[Your task]
Would you write out all of the data exactly as it appears below?

[Stored items from a collection]
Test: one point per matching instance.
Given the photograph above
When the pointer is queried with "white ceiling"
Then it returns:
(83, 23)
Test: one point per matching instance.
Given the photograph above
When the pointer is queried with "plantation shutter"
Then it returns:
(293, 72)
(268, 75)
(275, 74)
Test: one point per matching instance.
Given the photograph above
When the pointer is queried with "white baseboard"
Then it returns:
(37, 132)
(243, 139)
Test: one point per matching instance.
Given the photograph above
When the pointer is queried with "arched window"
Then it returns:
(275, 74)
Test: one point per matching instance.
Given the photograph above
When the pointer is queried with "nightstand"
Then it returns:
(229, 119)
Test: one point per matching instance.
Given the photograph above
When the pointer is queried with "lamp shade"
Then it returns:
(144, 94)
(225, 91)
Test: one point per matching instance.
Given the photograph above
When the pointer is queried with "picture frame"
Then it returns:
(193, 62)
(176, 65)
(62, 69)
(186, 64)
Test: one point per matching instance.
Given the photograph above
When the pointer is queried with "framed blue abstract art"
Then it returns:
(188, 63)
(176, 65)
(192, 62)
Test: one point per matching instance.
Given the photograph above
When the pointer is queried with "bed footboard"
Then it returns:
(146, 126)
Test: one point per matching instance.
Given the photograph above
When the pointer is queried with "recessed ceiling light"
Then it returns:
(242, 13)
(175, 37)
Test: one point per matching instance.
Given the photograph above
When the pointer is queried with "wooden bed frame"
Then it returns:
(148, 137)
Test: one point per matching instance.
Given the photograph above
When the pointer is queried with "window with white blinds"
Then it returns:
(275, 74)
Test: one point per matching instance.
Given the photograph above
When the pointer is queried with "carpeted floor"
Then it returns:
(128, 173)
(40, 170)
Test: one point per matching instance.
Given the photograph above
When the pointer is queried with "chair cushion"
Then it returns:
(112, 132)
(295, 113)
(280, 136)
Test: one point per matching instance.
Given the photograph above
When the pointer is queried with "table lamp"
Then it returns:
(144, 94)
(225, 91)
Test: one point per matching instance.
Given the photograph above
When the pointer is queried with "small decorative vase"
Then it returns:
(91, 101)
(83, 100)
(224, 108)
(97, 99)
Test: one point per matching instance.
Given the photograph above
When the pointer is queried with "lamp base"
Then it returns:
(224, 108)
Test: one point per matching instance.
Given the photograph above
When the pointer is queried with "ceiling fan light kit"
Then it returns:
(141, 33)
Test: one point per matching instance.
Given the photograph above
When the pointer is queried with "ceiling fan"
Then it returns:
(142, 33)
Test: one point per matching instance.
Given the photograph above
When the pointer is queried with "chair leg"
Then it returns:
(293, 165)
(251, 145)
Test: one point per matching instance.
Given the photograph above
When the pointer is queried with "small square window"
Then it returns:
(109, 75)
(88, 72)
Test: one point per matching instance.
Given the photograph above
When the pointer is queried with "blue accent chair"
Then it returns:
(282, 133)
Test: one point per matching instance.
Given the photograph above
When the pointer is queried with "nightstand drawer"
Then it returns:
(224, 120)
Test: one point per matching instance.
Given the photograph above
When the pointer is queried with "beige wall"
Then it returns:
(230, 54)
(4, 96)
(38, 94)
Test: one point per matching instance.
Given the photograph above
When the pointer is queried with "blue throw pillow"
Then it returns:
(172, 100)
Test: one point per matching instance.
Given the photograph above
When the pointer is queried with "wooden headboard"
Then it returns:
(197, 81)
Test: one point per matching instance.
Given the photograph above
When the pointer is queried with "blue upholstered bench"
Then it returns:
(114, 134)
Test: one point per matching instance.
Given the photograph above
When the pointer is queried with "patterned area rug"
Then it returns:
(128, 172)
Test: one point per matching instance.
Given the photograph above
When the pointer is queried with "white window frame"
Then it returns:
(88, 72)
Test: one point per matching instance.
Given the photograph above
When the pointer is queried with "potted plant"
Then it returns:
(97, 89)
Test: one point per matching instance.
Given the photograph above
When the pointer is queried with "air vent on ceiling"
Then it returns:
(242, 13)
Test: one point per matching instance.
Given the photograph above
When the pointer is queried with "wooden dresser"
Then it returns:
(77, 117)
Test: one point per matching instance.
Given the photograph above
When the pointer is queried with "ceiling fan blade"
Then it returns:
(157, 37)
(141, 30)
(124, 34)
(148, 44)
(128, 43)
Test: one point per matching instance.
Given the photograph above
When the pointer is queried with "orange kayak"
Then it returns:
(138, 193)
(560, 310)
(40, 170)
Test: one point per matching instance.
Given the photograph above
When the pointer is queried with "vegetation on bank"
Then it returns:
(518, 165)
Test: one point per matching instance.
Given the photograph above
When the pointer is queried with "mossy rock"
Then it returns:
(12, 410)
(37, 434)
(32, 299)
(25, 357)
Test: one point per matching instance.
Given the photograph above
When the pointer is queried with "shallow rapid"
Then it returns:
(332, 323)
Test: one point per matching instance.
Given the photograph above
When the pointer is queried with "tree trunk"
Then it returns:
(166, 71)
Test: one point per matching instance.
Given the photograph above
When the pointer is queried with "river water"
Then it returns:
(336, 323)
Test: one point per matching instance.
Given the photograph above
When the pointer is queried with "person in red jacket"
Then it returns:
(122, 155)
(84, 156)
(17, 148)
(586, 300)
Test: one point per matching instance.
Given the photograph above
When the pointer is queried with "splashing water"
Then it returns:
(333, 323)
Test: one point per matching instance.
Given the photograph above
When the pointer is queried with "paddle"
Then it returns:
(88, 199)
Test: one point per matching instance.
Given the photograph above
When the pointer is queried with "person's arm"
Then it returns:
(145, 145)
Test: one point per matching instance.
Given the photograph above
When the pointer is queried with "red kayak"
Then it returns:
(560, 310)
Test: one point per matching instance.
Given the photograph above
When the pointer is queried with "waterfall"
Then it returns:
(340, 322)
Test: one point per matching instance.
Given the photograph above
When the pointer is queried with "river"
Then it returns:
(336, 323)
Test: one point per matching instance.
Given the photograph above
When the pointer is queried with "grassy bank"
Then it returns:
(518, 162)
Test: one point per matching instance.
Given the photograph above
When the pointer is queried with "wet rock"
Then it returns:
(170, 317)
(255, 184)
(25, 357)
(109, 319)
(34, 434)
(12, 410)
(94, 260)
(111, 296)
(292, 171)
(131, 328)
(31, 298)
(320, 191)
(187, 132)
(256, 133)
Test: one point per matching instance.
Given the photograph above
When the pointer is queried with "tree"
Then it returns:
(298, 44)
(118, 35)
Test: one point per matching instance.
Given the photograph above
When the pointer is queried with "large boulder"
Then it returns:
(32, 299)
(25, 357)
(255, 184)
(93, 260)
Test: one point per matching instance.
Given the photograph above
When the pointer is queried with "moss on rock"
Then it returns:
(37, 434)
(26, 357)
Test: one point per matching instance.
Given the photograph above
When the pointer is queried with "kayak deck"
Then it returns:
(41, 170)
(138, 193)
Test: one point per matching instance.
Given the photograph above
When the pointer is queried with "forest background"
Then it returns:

[Exercise output]
Test: one point per matching instance.
Given the photograph above
When the pointer is queried with "white ceiling"
Then it returns:
(83, 23)
Test: one point per matching instance.
Given the photograph above
When the pointer is queried with "plantation shutter"
Then it returns:
(293, 72)
(268, 75)
(275, 74)
Test: one point per matching instance.
Given the photograph above
When the pointer is queried with "white baseboard"
Then it returns:
(37, 132)
(243, 139)
Test: one point per matching instance.
Given the photograph above
When the pointer is queried with "arched window"
Then it returns:
(275, 74)
Test: one point per matching instance.
Given the photograph above
When the pointer is queried with "nightstand"
Then it returns:
(229, 119)
Test: one point per matching instance.
Given the photograph above
When the pointer is queried with "lamp shade"
Then it returns:
(144, 94)
(225, 91)
Test: one point per matching instance.
Given the photograph above
When the pointer is queried with "picture frame"
Then it returns:
(193, 62)
(176, 65)
(62, 69)
(186, 64)
Test: one point per matching instance.
Given the photograph above
When the pointer is queried with "framed blue abstract art"
Then it returns:
(188, 63)
(176, 65)
(192, 62)
Test: one point per matching instance.
Given the photograph above
When the pointer is queried with "bed footboard"
Then it returns:
(146, 126)
Test: one point per matching instance.
Given the photograph above
When the pointer is queried with "recessed ceiling light"
Then it returns:
(242, 13)
(175, 37)
Test: one point per matching instance.
Given the photograph above
When the pointer is queried with "wooden bed frame"
Then it returns:
(148, 137)
Test: one point per matching instance.
Given the photograph above
When the pointer is queried with "window with white blinds"
Then it returns:
(275, 74)
Test: one point per matching instance.
Given the photograph above
When the pointer is queried with "carpeted floor"
Then it returns:
(128, 173)
(40, 170)
Test: one point per matching instance.
Given the photograph above
When the pointer is queried with "chair cushion"
Then it returns:
(112, 132)
(295, 113)
(280, 136)
Test: one point per matching instance.
Given the photograph above
When the pointer is queried with "table lamp"
Then it returns:
(144, 94)
(225, 91)
Test: one point per matching instance.
Given the photograph above
When the pointer is queried with "small decorative vase"
Then it returns:
(91, 101)
(83, 100)
(224, 108)
(97, 99)
Test: one point per matching instance.
Given the photograph above
When the pointer is queried with "lamp base"
Then it returns:
(224, 108)
Test: one point per matching instance.
Given the photograph above
When the pointer is queried with "ceiling fan light kit"
Then it returns:
(141, 33)
Test: one point per matching instance.
Given the photograph above
When the pointer is queried with "ceiling fan"
Then it returns:
(142, 33)
Test: one point per matching instance.
Given the photograph above
When the pointer is queried with "chair leg"
Then it returns:
(293, 165)
(251, 145)
Test: one point per matching instance.
Given the photograph above
When the pointer is queried with "small square window"
Then it returns:
(109, 75)
(88, 72)
Test: one point per matching instance.
Given the photograph above
When the pointer is queried with "blue accent chair"
Then it returns:
(282, 133)
Test: one point per matching instance.
Given the photograph above
When the pointer is queried with "nightstand drawer"
Then it returns:
(224, 120)
Test: one point per matching instance.
Given the photograph above
When the pointer is queried with "beige wall"
Then it returns:
(230, 54)
(4, 96)
(38, 94)
Test: one point per matching instance.
Given the photograph above
When the pointer is queried with "blue throw pillow"
Then it returns:
(172, 100)
Test: one point per matching instance.
Given the photograph above
When the pointer is queried with "wooden headboard"
Then it returns:
(197, 81)
Test: one point per matching instance.
Given the photograph above
When the pointer is queried with "blue upholstered bench"
Then it returns:
(114, 134)
Test: one point per matching instance.
Given the photograph above
When the pointer is queried with "patterned area rug"
Then it returns:
(128, 172)
Test: one point per matching instance.
Given the photograph above
When the pointer is queried with "white window frame"
Then it returns:
(88, 72)
Test: one point per matching instance.
Given the photograph above
When the pointer is queried with "potted plant"
Then it returns:
(97, 89)
Test: one point per matching instance.
Given the photograph above
When the pointer is queried with "air vent on ceiling"
Then it returns:
(242, 13)
Test: one point per matching instance.
Given the photograph above
When the pointer is queried with "wooden dresser"
Then it returns:
(77, 117)
Test: one point per matching instance.
Given the photograph above
When the pointer is queried with "ceiling fan blade"
Then it returns:
(157, 37)
(141, 30)
(124, 34)
(148, 44)
(128, 43)
Test: one point per matching instance.
Given the photograph above
When the pointer is queried with "orange kayak"
Then it returns:
(138, 193)
(560, 310)
(40, 170)
Test: one point per matching instance.
Given the photograph above
When the pointer is queried with "vegetation on bank"
Then it returns:
(518, 165)
Test: one point per matching instance.
Given the photograph above
When the pointer is queried with "mossy rock"
Then it returns:
(12, 410)
(37, 434)
(32, 299)
(25, 357)
Test: one point per matching instance.
Given the photograph above
When the pointer is queried with "shallow rapid"
Then it returns:
(332, 323)
Test: one point per matching instance.
Given the photograph above
When the pointer is queried with "tree trunk"
Then it returns:
(166, 71)
Test: one point per matching instance.
Given the photograph above
When the pointer is queried with "river water"
Then it returns:
(336, 323)
Test: one point per matching instance.
Given the photograph above
When the pointer is queried with "person in red jacket"
Then it returns:
(122, 155)
(84, 156)
(17, 148)
(586, 300)
Test: one point per matching instance.
Given the photograph above
When the pointer is queried with "splashing water"
Then it returns:
(333, 323)
Test: one point per matching instance.
Given the photograph above
When the pointer is queried with "paddle"
Then it returns:
(88, 199)
Test: one point per matching instance.
Given the photograph above
When the pointer is queried with "person's arm"
Then it returns:
(145, 145)
Test: one point per matching instance.
Given the photograph above
When the pointer is queried with "red kayak"
Then it returns:
(560, 310)
Test: one point per matching instance.
Given the photograph above
When the pointer is queried with "waterfall"
Then it returns:
(340, 322)
Test: one point per matching instance.
Given the photograph above
When the pointer is queried with "river"
Then it returns:
(336, 323)
Test: one point per matching instance.
Given the photograph above
When the pointer is queried with "grassy bank"
Then it returns:
(518, 162)
Test: one point per matching instance.
Given the photograph above
When the pointer is queried with "wet rock"
Then it returns:
(170, 317)
(255, 184)
(25, 357)
(109, 319)
(34, 434)
(12, 410)
(94, 260)
(111, 296)
(292, 171)
(131, 328)
(31, 298)
(320, 191)
(187, 132)
(256, 133)
Test: one point per matching instance.
Given the photograph above
When the pointer is queried with "tree"
Then it returns:
(298, 44)
(118, 35)
Test: one point per matching instance.
Given the photograph above
When the pointer is queried with "large boulder"
Then it returns:
(32, 299)
(25, 357)
(255, 184)
(93, 260)
Test: one point per matching instance.
Given the photograph above
When the pointer is queried with "moss on rock"
Then it returns:
(37, 434)
(26, 357)
Test: one point per matching instance.
Given the photograph above
When the pointer is queried with "kayak deck"
Then it returns:
(41, 170)
(138, 193)
Test: one point per matching instance.
Given the photograph above
When the pointer is queried with "forest background"
Then it returns:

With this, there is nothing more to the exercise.